*** Opening of Data listing ***

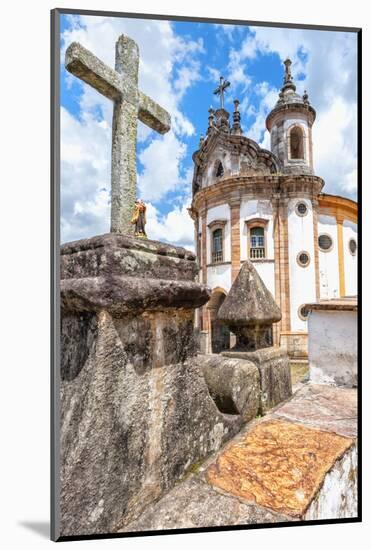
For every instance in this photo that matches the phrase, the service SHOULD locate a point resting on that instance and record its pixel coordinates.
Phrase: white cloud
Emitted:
(162, 160)
(176, 227)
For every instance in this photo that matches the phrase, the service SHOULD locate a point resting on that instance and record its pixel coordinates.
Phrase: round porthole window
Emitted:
(325, 243)
(353, 247)
(303, 259)
(303, 313)
(301, 209)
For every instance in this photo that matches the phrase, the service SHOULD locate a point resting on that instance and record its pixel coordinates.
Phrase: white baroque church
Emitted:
(269, 206)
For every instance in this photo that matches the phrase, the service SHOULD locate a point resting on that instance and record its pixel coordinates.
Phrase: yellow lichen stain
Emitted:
(279, 465)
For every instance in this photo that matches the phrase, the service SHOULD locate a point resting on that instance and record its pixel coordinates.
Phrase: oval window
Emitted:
(301, 209)
(325, 242)
(303, 313)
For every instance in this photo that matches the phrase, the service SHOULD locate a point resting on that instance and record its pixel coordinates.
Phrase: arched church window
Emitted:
(303, 258)
(219, 170)
(353, 247)
(296, 143)
(257, 243)
(217, 246)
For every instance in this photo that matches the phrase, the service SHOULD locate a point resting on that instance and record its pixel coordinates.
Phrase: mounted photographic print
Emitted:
(204, 274)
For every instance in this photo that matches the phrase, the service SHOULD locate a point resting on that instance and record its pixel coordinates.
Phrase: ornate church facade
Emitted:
(269, 207)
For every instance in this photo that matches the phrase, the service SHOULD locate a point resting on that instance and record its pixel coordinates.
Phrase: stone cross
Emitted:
(121, 86)
(220, 90)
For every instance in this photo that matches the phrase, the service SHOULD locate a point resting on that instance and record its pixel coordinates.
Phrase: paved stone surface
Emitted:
(324, 407)
(278, 465)
(194, 504)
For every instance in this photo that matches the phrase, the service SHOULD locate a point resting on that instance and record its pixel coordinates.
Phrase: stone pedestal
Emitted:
(275, 376)
(135, 409)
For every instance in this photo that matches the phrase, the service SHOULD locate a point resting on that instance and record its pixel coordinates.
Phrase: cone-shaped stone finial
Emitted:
(250, 310)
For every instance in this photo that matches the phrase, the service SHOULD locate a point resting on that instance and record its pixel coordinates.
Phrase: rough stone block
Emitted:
(195, 504)
(234, 384)
(135, 410)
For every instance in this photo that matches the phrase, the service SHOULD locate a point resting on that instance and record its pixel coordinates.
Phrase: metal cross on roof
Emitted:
(220, 90)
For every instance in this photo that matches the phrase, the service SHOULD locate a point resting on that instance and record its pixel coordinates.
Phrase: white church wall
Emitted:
(332, 347)
(219, 276)
(225, 158)
(249, 210)
(266, 272)
(302, 279)
(221, 212)
(328, 261)
(350, 261)
(262, 209)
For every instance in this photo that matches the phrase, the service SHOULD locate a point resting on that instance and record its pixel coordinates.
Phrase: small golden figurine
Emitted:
(139, 219)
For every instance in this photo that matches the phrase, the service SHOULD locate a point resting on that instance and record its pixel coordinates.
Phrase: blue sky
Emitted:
(180, 66)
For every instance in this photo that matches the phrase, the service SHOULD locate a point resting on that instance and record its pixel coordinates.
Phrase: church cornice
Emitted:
(285, 108)
(271, 187)
(235, 144)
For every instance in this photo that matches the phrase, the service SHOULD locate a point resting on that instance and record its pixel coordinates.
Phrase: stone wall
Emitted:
(136, 412)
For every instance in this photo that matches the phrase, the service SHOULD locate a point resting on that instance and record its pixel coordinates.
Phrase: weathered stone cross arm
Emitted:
(130, 104)
(113, 85)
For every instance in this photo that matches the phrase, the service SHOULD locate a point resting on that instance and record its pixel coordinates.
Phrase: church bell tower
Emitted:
(290, 126)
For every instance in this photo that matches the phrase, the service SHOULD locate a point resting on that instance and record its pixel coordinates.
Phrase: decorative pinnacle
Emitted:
(288, 75)
(220, 90)
(288, 83)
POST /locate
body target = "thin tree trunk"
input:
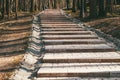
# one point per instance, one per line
(93, 8)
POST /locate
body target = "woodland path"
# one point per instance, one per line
(72, 52)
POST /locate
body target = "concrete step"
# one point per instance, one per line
(73, 41)
(88, 57)
(78, 48)
(79, 70)
(65, 32)
(77, 78)
(63, 29)
(53, 37)
(61, 26)
(58, 24)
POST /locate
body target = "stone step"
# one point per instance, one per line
(78, 48)
(62, 29)
(89, 57)
(65, 32)
(77, 78)
(73, 41)
(79, 70)
(69, 37)
(58, 24)
(61, 26)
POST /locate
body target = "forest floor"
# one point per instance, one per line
(13, 39)
(109, 25)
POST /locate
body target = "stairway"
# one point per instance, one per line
(71, 52)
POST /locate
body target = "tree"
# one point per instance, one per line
(102, 10)
(74, 6)
(67, 3)
(82, 14)
(93, 9)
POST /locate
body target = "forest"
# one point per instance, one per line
(16, 18)
(91, 8)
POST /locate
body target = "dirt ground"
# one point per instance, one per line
(14, 36)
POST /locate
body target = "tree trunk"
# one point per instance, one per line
(82, 14)
(102, 11)
(74, 6)
(67, 3)
(93, 8)
(109, 6)
(16, 9)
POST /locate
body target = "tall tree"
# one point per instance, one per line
(93, 8)
(82, 13)
(102, 10)
(74, 6)
(67, 3)
(16, 9)
(109, 5)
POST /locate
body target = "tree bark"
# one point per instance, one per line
(93, 8)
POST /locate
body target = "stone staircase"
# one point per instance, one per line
(73, 53)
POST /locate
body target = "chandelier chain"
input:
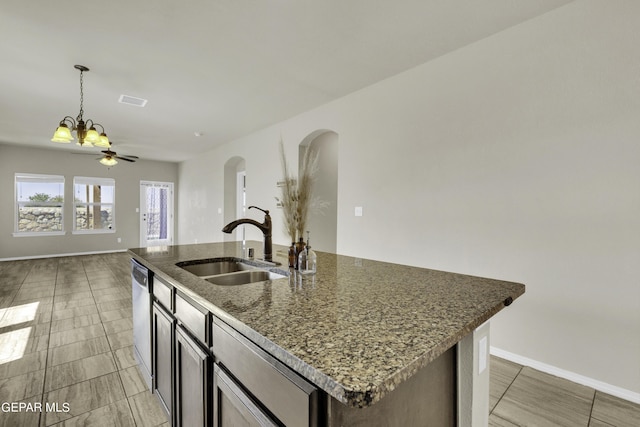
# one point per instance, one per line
(81, 96)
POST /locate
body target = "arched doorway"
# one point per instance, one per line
(323, 225)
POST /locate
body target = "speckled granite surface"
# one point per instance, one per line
(356, 329)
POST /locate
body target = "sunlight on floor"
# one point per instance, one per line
(13, 344)
(18, 314)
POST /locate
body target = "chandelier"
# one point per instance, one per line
(86, 132)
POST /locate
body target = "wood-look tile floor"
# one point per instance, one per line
(66, 345)
(66, 338)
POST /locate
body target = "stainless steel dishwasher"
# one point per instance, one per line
(142, 282)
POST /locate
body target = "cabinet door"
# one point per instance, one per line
(232, 406)
(163, 331)
(192, 381)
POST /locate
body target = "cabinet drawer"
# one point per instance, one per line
(194, 318)
(284, 393)
(163, 293)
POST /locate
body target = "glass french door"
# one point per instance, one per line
(156, 213)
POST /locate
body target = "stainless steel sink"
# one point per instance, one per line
(228, 271)
(216, 267)
(244, 277)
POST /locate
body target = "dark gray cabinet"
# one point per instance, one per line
(192, 381)
(233, 407)
(163, 339)
(288, 398)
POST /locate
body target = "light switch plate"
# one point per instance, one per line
(482, 355)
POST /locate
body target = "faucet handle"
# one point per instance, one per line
(266, 212)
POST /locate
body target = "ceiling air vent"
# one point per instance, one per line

*** Close of Data listing ***

What this task involves: Which lines above run from the one containing "Phrase: cone-shaped stone finial" down to the one containing "Phrase: white church wall"? Repeat exactly those, both ends included, and nothing else.

Response to the task:
Phrase: cone-shaped stone finial
Emitted:
(250, 310)
For every instance in this photo that matches the phrase, the service SHOULD locate a point resting on that instance and record its pixel coordinates.
Phrase: rough stone block
Emitted:
(195, 504)
(234, 384)
(135, 410)
For every instance in this photo that matches the phrase, the service SHOULD locate a point resting on that instance and record its pixel coordinates.
Phrase: metal cross on roof
Emitted:
(220, 90)
For every instance in this photo that matches the phrase, the service SHOULD locate a point resting on that instance and record its pixel coordinates.
Phrase: white church wall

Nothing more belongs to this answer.